**Arbeitsauftrag A:**
Als was bezeichnet sich Jack im Text über den Roman »Wellness« ausweichend, als Kate ihn nach seinen sexuellen Vorlieben fragt?
**Arbeitsauftrag B:**
Übertrage den folgenden Satz aus dem Text über den Roman »Wellness« ins Englische: »Zum Glück gibt es in diesem Kapitel auch jede Menge Comic Relief.«
**Arbeitsauftrag C:**
Führe den Text über den Roman »Wellness« im Anschluss an seinen letzten Satz weiter.

**Vorliegender Textauszug:**
···

Als Jack sich tatsächlich zum Besuch des Clubs überreden lässt, fragt Kate ihn nach seinen sexuellen Vorlieben. Ausweichend behauptet er, ein »Allesfresser« zu sein, erinnert sich aber an eine Kategorie von Pornos unter der Rubrik »I wish my wife did that«, für die er sich von jeher am meisten interessierte.

Jahrelang macht er sich deshalb Selbstvorwürfe, kommt aber irgendwann zu dem Schluss, dass »es gar nicht die Schwachheit oder die Servilität sein konnte, die ihn erregte.« Die schwachen Frauen in seinem Leben, allen voran seine verbitterte Mutter, behandelten Männer mit Verachtung und ließen ihre Umgebung unter Schuldgefühlen leiden. »Nein, was Jack interessierte, war diese Fröhlichkeit, diese Begeisterung« der Frauen in den Videos. Er sah »Menschen, die so selbstbewusst waren, dass sie es ertragen konnten, in diesem Augenblick servil zu sein, ein bisschen Spaß daran zu haben, einige Minuten lang objektifiziert zu werden, ohne sich zerrüttet zu fühlen.« Jack teilt diese Erkenntnis mit Elizabeth, die seine These jedoch als Versuch der Rechtfertigung für eine »widerliche Männerfantasie« abtut.

Zum Glück gibt es in diesem Kapitel auch jede Menge Comic Relief. Irre witzig sind z. B. die detailreichen Schilderungen der bürokratischen Formalitäten vor Eintritt in den Swingerclub. Eine Unterschriftenorgie, die sicherstellen soll, dass die Inhaber juristisch nicht wegen Prostitution belangt werden können.

Wer Gesellschaftssatiren à la T. C. Boyle oder Tom Wolfes »Fegefeuer der Eitelkeiten« (1998) mag, wird »Wellness« gleich zweimal lesen wollen. Nicht nur wegen der unterhaltsamen Groteske, sondern weil einige Motive und Andeutungen erst im Nachhinein ihre volle Bedeutung entwickeln, z. B. Jacks heftige Abneigung dagegen, einen offenen Kamin in die neue Wohnung einbauen zu lassen.

Das Gift der Wohlmeinenden

Was »Wellness« zum großen Gesellschaftsroman macht, ist, dass nicht nur die innere Verfasstheit der Hauptfiguren präzise hergeleitet wird, sondern auch ihre Umgebung. Das soziale Umfeld als Faktor, der immer maßgeblich dazu beiträgt, ob ein Liebespaar Erfolg hat oder untergeht, hat in »Wellness« besonders großen Einfluss auf die Handlung.

Während die Kommunikation zwischen den Ehepartnern immer schwieriger wird, tauchen von überall Menschen auf, die sich brennend für ihre Geschichte interessieren. Es beginnt eine Zeit, in der beide nicht mehr miteinander, sondern nur noch übereinander sprechen können. Sie reden mit Therapeuten, ehemaligen Arbeitgebern, Freund:innen und Verflossenen.

···

**Auszüge aus Datensätzen:**
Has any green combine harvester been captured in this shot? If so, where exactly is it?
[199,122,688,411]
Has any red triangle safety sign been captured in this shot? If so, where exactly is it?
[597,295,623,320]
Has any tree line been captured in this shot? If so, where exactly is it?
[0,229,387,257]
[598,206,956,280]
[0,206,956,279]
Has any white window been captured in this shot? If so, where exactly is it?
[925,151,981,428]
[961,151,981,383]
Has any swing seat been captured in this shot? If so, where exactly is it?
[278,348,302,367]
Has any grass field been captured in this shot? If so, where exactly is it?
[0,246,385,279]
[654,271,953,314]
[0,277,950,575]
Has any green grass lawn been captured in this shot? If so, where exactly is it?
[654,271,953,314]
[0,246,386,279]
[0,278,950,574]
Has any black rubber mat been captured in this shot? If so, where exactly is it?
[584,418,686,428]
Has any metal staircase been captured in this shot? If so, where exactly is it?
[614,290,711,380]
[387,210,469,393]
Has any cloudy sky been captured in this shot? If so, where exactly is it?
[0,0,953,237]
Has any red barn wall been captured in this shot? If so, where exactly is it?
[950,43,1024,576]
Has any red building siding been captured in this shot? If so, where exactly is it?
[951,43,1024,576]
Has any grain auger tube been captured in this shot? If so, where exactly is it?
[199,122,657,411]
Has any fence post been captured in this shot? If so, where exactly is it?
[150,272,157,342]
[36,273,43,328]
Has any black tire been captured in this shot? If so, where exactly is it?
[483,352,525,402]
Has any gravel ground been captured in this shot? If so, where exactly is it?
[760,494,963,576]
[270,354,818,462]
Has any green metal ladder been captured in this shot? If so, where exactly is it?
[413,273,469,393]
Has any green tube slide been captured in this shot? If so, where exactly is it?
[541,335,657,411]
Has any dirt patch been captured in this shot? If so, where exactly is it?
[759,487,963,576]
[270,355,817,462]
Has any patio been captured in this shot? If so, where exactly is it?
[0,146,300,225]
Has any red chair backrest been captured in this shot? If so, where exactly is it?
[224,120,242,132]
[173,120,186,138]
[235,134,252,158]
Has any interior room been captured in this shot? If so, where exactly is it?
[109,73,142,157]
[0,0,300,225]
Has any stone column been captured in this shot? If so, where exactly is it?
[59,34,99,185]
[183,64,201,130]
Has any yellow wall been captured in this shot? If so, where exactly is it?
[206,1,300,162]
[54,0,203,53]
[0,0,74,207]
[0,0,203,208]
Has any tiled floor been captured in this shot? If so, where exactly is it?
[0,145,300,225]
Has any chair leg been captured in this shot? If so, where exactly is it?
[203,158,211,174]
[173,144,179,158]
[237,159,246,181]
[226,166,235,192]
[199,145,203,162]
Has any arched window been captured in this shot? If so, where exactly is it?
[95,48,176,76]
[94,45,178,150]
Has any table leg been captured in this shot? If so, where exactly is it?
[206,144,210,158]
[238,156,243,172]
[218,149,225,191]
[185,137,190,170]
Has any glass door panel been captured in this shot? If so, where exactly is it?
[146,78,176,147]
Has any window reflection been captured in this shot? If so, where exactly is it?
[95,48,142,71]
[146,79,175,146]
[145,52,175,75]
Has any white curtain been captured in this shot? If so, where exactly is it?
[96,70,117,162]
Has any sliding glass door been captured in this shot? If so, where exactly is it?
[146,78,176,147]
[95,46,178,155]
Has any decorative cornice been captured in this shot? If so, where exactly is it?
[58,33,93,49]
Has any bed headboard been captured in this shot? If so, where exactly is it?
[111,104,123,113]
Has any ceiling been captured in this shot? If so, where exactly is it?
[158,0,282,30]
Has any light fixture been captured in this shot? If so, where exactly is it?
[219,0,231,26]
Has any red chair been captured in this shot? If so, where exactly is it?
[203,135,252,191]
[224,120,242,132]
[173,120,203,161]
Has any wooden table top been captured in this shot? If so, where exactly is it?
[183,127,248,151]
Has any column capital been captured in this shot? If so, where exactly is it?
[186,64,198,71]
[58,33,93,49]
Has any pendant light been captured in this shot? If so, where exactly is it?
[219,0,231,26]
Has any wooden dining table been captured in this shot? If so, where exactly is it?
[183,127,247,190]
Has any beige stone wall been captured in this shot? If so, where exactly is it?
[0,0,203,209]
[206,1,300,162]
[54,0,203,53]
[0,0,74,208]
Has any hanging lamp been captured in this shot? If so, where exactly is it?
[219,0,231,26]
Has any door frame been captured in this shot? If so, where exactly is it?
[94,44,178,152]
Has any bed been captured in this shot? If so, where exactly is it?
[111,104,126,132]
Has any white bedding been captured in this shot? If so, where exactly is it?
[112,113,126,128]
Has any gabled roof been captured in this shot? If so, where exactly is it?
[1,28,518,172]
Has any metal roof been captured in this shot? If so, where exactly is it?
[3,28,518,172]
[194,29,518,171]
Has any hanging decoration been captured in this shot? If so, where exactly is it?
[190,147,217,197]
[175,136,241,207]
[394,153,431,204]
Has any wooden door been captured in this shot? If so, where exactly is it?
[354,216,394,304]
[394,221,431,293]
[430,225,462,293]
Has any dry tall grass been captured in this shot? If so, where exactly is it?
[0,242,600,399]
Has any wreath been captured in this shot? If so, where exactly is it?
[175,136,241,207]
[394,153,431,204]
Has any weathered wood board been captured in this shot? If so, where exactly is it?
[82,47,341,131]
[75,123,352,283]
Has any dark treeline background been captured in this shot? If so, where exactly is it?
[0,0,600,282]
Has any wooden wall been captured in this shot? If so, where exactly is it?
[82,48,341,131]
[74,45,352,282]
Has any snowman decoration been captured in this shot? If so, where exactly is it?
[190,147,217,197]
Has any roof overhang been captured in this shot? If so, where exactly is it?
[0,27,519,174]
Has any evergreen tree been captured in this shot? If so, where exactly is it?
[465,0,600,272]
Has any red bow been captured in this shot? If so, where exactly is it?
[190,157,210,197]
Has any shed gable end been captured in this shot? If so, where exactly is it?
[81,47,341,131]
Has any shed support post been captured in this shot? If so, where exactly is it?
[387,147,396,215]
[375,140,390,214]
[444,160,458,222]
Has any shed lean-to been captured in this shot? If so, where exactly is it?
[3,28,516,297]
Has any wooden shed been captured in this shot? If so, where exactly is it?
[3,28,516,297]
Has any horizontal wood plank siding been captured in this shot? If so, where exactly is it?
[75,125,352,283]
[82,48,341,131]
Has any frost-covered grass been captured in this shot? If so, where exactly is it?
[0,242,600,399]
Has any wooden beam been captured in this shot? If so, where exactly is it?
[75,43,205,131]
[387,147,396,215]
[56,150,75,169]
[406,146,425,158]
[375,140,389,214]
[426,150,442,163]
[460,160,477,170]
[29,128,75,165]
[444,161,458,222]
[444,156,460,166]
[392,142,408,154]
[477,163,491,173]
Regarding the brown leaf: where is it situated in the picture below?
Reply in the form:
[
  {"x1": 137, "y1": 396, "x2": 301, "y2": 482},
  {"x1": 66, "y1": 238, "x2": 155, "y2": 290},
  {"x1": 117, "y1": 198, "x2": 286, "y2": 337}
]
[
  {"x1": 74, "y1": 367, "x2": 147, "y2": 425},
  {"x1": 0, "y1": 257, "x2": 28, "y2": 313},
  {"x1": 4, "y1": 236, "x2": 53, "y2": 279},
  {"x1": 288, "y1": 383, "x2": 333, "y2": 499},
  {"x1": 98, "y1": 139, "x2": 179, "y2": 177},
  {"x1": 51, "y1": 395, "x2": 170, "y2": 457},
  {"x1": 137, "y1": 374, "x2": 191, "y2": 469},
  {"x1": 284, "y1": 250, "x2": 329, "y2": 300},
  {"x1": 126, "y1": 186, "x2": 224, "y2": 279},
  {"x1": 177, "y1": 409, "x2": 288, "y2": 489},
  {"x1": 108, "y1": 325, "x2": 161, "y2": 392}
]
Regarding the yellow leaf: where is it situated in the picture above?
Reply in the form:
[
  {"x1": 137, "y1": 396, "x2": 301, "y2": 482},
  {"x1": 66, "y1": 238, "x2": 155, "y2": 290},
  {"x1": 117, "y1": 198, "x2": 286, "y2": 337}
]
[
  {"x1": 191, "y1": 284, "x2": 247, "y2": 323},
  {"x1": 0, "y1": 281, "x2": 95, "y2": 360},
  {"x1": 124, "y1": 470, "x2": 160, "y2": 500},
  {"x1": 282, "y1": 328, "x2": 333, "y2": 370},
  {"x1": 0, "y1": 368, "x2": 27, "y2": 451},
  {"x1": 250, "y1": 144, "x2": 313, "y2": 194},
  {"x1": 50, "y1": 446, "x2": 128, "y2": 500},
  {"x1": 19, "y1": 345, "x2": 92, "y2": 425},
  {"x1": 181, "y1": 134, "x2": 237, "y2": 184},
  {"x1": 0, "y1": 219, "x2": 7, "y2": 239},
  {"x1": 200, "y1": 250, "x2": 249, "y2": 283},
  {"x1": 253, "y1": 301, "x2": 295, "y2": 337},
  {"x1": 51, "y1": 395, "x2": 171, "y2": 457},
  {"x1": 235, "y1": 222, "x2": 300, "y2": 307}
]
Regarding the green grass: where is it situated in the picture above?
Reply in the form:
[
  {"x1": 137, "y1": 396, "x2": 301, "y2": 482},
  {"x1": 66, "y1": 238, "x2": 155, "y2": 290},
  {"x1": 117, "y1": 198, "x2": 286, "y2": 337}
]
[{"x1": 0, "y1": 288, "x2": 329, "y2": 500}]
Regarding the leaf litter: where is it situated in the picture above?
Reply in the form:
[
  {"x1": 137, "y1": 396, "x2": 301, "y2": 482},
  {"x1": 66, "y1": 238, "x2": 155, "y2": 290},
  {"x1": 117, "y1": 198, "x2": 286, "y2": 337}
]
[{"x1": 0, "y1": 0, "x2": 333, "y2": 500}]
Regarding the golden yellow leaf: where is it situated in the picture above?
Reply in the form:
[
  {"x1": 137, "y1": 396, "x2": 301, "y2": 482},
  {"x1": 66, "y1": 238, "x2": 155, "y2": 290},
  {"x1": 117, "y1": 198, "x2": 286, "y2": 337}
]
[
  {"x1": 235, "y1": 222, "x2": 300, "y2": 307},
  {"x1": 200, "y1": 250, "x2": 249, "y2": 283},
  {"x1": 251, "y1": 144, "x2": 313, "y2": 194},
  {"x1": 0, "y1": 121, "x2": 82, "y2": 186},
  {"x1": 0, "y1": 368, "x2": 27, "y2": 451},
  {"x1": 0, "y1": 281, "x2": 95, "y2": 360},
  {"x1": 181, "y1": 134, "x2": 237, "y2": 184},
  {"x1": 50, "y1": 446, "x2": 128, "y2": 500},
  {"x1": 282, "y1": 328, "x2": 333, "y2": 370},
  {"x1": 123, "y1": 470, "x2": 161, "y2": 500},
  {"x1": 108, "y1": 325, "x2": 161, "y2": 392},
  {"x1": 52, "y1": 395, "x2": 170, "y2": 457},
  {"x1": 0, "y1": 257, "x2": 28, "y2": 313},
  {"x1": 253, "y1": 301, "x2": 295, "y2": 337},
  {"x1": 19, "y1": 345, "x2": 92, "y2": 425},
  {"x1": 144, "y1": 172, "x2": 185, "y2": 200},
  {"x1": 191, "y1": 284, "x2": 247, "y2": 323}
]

···

**Deine Antwort A:**
Als »Allesfresser«.

**Deine Antwort B:**
Fortunately, this chapter also offers plenty of comic relief.

**Deine Antwort C:**
Duale Schlafzimmer

Sogar der Immobilienmakler, ein cleverer Schwätzer und langjähriger Freund des Paares mischt sich massiv in ihre Intimsphäre ein. Er schlägt »duale Elternzimmer« vor, damit im Falle einer (in der westlichen Welt recht wahrscheinlichen) Scheidung die neue Traumwohnung, in die Elizabeth und Jack investiert haben, nicht gleich wieder aufgegeben werden muss.

Chicago
Avantgarde-Architektur gehört zur DNA von Chicago. In der Mitte: das dreieckige Metropolitan Correctional Center von 1973. Ein 28-stöckiges Gefängnis mit Basketball-Court auf dem Dach.

Jack ist völlig vor den Kopf gestoßen, dass Elizabeth die Idee von getrennten Schlafzimmern begrüßt: »Haben wir doch sowieso schon«, sagt sie im Hinblick auf die Ausweich-Schlafplätze in ihrer bisherigen Wohnung seit Tobys Geburt. Die größte Bedrohung für Jacks und Elizabeths Ehe entsteht nicht durch klassisches Auseinanderleben im Alltag, sondern durch die Zersetzungskraft von Menschen, denen sie vertrauen. Die haben allesamt nicht das befreundete Paar, sondern ihre eigenen Interessen und Wunschvorstellungen im Blick oder frönen ihrer Lust an der Lenkung anderer Leute Schicksale. Jack und Elizabeth fehlt es an Zeit und Kraft, all diese Einflüsterungen sorgfältig zu prüfen.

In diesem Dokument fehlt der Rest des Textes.